- [Problem to work on]
I need every line that includes the word "background" copied from the material.

- [Provided entries]
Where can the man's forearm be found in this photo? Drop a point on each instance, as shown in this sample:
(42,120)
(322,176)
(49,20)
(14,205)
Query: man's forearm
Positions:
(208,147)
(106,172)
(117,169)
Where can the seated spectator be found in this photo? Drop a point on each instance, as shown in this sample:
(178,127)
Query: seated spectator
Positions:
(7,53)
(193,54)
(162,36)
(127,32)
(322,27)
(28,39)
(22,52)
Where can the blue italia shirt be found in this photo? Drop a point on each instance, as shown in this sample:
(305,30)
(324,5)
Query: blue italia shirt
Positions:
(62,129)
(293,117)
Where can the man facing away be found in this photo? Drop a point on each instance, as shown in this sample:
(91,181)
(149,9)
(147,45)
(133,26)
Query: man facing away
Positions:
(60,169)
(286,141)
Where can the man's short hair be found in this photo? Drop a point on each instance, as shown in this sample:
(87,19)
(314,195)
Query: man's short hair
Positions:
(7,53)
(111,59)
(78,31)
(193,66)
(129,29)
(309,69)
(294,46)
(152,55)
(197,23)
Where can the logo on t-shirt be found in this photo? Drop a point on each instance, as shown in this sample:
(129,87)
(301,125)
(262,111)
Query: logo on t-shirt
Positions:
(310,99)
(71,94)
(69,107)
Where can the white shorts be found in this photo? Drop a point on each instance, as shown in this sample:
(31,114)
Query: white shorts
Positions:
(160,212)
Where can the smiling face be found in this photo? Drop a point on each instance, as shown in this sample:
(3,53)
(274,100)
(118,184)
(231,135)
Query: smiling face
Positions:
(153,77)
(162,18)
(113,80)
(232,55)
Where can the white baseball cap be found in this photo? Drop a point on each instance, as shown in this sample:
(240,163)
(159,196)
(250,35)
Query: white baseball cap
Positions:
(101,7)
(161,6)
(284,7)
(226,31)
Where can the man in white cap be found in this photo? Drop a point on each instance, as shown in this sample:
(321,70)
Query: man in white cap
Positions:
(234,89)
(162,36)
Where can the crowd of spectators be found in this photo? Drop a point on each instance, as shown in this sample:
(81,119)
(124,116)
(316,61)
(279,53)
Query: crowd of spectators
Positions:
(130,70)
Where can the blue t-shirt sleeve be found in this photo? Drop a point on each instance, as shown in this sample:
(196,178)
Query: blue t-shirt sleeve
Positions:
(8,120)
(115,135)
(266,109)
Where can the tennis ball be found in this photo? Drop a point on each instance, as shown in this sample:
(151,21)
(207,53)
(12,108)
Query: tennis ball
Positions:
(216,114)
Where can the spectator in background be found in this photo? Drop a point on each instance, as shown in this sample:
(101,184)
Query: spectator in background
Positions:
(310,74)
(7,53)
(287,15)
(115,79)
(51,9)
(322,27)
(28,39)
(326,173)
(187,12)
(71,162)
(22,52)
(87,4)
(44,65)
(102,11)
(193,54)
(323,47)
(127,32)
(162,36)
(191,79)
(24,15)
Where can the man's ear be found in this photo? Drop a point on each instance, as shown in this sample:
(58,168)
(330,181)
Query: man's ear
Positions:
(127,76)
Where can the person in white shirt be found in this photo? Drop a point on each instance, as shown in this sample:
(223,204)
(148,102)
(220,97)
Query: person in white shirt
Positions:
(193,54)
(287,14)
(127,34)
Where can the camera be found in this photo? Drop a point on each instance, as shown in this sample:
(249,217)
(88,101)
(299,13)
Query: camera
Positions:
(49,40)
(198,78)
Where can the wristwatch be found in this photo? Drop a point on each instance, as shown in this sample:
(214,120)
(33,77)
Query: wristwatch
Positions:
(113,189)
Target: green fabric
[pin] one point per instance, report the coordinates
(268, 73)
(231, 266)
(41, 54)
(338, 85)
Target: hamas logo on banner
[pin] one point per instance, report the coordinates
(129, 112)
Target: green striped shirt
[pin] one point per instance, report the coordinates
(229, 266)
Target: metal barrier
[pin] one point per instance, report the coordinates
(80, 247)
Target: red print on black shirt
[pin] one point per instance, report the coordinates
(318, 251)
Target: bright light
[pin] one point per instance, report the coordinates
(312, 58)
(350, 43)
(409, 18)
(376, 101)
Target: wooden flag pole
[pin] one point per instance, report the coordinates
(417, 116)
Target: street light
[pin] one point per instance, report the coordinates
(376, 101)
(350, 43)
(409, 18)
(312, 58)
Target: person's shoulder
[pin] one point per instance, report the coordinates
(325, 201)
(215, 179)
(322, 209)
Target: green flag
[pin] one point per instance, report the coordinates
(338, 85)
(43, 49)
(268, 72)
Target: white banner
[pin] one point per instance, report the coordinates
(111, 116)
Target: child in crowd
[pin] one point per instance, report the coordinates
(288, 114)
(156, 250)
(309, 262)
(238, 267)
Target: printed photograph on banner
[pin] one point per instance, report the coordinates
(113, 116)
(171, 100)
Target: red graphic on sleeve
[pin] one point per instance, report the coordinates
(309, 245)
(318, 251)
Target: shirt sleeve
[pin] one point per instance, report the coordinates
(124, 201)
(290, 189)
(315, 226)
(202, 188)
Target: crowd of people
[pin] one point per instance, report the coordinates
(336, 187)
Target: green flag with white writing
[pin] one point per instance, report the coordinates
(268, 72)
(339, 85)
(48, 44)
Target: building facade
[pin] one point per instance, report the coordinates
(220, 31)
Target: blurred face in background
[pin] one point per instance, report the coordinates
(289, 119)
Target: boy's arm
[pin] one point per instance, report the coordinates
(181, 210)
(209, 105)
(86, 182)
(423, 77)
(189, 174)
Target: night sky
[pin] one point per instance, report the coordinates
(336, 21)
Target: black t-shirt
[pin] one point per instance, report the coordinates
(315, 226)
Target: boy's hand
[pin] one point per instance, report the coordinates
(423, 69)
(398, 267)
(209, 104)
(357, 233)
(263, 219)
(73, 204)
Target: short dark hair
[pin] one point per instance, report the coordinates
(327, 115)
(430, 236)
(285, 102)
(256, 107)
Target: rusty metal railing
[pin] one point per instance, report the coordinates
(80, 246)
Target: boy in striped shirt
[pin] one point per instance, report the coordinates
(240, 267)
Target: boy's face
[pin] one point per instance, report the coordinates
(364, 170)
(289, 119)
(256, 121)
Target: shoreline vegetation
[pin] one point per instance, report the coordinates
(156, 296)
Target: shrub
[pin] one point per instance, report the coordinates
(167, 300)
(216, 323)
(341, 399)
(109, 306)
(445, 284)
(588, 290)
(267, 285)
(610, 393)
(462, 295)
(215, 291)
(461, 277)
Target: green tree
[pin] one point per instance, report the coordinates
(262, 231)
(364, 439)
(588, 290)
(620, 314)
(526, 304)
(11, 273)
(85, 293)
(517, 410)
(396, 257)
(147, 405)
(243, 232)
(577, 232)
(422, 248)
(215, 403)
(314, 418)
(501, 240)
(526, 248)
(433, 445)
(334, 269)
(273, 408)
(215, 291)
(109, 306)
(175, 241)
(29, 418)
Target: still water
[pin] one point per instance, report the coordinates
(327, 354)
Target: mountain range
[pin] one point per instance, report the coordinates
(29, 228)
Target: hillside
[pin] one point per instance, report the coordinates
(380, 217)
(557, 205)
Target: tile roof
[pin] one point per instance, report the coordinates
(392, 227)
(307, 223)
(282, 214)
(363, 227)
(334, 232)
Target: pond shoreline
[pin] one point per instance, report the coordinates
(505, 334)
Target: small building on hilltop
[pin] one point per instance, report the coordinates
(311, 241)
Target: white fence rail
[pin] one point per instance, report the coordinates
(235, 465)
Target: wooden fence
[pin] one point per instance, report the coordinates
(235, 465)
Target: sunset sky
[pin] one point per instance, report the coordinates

- [Expected answer]
Where can the spectator in background be found in this photo? Drop a point on each instance, as shown in this sample:
Query: spectator in background
Target: blurred face in background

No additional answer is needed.